**Exercise:** Please copy the entries from the line containing "Objective — one point per instance of the lit" through the end of the entries, changing "cushion" to "pillow" and leaving everything else the same.

* * * * *

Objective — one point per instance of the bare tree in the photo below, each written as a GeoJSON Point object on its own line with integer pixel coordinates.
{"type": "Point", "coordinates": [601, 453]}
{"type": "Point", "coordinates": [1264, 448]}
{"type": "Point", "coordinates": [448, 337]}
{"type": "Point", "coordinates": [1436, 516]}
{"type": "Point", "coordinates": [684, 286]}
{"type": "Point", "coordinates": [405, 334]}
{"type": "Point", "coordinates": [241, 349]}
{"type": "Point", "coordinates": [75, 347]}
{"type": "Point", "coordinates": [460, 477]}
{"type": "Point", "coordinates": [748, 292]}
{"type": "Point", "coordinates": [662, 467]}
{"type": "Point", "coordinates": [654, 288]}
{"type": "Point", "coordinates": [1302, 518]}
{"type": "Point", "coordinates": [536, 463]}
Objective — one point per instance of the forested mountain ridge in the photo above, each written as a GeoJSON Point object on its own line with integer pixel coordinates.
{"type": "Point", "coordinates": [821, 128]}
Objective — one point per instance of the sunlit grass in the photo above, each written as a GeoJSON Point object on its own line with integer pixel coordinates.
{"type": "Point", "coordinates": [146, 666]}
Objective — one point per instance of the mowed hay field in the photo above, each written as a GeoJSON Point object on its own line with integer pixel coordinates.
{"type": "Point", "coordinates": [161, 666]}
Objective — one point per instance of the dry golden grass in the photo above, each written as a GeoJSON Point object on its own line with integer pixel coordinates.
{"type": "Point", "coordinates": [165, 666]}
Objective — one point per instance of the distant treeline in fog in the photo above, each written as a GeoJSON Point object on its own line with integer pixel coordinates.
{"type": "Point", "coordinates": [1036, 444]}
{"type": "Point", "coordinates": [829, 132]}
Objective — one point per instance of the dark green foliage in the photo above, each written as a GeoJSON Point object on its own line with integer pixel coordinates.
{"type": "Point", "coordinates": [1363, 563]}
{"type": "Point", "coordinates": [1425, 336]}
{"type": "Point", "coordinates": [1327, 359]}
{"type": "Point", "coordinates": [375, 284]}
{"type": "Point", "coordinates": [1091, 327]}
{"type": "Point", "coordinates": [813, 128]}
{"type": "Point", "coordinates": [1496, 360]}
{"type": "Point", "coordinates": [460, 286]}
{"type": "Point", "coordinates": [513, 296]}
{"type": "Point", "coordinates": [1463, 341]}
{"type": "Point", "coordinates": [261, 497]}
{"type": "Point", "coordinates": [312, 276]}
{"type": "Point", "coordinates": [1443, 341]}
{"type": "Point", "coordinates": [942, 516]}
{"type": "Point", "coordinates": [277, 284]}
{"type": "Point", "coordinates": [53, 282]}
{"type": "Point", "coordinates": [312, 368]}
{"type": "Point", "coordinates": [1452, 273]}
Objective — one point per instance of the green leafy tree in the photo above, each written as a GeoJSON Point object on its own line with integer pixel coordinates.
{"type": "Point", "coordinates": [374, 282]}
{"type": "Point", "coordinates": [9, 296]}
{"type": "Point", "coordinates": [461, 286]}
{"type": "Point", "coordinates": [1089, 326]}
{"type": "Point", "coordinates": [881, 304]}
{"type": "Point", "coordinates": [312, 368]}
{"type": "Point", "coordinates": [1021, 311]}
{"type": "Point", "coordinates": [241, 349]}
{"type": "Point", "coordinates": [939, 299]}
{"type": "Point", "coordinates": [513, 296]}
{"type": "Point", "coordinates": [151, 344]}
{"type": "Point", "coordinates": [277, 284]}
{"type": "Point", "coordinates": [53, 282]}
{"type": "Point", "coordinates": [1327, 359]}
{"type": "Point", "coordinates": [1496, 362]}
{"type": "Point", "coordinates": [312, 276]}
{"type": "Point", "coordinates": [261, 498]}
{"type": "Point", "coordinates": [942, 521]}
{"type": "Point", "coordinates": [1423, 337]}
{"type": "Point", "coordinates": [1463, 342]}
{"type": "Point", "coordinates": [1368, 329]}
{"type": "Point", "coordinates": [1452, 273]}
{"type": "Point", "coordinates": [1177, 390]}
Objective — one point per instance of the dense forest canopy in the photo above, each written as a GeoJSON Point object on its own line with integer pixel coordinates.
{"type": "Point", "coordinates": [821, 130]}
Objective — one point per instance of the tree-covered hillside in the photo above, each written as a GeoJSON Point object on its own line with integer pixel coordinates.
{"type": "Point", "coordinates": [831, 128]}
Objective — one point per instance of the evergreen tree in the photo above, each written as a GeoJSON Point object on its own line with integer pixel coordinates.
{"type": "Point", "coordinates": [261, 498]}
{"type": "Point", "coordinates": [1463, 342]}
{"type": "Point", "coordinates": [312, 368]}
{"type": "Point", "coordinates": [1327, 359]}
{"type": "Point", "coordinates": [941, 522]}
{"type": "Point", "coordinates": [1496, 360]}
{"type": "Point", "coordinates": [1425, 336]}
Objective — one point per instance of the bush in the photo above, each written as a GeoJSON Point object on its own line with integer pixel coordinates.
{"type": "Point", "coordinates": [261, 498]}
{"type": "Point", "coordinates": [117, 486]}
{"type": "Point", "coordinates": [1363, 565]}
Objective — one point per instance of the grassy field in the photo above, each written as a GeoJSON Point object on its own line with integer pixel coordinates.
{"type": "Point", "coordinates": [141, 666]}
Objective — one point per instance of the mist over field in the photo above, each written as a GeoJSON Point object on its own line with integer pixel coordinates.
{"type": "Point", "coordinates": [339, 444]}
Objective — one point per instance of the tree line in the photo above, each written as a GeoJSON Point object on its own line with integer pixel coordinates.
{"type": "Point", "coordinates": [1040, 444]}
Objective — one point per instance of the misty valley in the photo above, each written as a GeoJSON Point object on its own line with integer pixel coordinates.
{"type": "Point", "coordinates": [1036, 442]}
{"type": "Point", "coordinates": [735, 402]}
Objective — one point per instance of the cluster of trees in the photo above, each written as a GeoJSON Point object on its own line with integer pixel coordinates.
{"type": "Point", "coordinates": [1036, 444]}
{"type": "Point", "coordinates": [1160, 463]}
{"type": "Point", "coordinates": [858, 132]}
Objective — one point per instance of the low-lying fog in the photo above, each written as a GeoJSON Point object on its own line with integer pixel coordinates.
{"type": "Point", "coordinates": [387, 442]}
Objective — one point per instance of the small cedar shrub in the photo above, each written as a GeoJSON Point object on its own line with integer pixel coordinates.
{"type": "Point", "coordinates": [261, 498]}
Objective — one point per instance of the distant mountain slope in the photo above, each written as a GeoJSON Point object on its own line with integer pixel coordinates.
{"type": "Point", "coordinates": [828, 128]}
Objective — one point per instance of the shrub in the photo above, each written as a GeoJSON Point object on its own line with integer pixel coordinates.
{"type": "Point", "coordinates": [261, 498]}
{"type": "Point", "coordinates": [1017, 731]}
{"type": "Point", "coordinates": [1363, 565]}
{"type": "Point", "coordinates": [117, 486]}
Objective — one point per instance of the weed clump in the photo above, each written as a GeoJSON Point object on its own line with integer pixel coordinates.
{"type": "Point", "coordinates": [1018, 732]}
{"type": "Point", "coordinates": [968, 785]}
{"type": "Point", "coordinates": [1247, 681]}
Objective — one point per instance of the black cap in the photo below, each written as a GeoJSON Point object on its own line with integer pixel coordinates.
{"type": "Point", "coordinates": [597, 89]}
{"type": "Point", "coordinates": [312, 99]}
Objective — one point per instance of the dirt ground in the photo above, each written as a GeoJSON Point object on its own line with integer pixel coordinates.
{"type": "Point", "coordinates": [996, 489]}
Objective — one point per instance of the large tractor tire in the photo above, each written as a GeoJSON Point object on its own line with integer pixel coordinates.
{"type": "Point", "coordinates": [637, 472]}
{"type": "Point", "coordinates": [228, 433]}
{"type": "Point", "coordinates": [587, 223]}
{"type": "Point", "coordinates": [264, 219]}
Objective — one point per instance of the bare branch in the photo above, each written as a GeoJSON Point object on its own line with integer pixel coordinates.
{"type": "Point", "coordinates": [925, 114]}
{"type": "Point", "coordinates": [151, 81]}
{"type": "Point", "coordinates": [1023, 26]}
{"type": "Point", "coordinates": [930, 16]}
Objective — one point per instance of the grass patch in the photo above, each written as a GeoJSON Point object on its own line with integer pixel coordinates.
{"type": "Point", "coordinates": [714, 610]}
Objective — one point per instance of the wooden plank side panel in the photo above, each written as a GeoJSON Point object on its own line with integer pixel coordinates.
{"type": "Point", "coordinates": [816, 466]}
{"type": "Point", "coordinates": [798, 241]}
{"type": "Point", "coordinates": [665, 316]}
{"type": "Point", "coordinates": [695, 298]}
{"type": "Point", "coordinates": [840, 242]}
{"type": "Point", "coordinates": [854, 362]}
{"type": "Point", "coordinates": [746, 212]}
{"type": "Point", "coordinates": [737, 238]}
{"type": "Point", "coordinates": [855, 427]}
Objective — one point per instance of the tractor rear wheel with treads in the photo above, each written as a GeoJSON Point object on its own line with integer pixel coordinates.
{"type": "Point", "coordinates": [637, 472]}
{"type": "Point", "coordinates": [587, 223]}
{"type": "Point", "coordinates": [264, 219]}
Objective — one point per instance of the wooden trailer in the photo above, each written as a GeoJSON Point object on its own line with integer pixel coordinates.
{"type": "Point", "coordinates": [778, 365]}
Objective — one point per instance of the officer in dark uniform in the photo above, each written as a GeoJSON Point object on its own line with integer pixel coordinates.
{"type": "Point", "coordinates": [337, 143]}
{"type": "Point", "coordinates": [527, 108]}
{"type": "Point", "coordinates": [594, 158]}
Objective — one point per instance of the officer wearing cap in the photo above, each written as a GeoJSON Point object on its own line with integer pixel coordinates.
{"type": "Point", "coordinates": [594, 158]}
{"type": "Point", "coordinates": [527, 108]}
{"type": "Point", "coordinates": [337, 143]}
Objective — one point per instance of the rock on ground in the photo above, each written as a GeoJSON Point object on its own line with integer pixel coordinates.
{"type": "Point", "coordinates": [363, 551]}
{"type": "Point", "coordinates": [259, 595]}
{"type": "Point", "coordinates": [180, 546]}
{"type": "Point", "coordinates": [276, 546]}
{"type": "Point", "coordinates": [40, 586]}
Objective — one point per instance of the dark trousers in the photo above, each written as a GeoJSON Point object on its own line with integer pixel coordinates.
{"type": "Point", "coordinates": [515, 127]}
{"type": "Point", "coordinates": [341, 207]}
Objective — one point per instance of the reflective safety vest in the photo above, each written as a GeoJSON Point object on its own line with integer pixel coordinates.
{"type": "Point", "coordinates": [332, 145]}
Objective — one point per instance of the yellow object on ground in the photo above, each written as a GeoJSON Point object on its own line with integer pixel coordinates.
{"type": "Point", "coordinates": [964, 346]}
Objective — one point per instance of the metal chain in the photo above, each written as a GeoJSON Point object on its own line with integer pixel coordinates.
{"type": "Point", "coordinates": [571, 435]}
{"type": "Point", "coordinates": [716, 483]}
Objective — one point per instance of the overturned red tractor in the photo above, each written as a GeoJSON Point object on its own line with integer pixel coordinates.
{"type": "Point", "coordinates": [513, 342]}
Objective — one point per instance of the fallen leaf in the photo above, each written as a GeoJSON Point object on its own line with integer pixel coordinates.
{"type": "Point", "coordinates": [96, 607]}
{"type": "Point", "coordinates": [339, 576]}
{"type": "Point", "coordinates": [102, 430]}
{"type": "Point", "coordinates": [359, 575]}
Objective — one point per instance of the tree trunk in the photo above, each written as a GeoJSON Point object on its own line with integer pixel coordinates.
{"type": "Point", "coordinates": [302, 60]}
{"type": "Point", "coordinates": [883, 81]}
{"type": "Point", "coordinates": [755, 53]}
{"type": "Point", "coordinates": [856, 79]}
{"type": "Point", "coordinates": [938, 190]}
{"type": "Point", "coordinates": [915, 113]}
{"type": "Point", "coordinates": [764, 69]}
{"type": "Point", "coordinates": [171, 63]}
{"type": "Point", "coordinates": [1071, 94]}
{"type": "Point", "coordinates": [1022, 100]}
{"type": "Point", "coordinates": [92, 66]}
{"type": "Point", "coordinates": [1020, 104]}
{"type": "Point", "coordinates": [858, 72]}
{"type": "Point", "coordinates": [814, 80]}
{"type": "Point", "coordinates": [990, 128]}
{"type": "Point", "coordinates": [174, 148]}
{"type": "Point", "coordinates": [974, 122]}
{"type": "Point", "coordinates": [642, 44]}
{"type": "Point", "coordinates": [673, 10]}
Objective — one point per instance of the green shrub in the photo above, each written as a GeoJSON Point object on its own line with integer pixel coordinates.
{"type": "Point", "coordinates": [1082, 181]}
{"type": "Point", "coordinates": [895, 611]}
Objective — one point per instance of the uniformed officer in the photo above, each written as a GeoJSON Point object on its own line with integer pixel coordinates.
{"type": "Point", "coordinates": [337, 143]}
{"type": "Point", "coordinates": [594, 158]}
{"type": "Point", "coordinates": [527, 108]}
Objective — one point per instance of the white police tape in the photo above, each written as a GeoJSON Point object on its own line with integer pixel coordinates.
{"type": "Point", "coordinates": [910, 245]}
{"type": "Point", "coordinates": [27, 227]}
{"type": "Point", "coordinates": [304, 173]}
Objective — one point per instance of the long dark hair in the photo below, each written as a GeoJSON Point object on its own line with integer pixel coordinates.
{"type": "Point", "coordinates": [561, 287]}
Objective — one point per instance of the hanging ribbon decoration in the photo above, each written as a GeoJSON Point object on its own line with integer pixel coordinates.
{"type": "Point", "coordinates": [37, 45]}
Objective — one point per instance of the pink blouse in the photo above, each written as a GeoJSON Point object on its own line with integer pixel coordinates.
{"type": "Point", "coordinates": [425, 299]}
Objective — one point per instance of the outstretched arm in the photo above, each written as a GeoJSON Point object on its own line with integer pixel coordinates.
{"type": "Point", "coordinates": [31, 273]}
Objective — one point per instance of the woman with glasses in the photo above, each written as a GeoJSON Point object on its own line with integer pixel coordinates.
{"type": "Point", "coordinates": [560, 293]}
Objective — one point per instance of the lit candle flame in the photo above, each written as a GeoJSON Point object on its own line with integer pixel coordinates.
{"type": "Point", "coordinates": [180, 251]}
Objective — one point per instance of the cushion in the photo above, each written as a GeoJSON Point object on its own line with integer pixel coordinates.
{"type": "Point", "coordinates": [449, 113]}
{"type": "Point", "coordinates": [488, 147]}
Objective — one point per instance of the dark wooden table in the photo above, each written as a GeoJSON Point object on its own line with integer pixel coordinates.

* * * * *

**Result for this exercise:**
Objective — one point per instance of the lit candle flame in the photo above, each written as a GeoJSON Point object on its own line with integer pixel coordinates.
{"type": "Point", "coordinates": [180, 251]}
Objective — one point per instance of the pillow in the photo above, each written as a GeoJSON Point object on its own line with integer pixel coordinates.
{"type": "Point", "coordinates": [449, 113]}
{"type": "Point", "coordinates": [488, 147]}
Objective — one point per instance of the dark wooden table in the photo above, each written as a GeoJSON Point object on its own line with integer pixel coordinates.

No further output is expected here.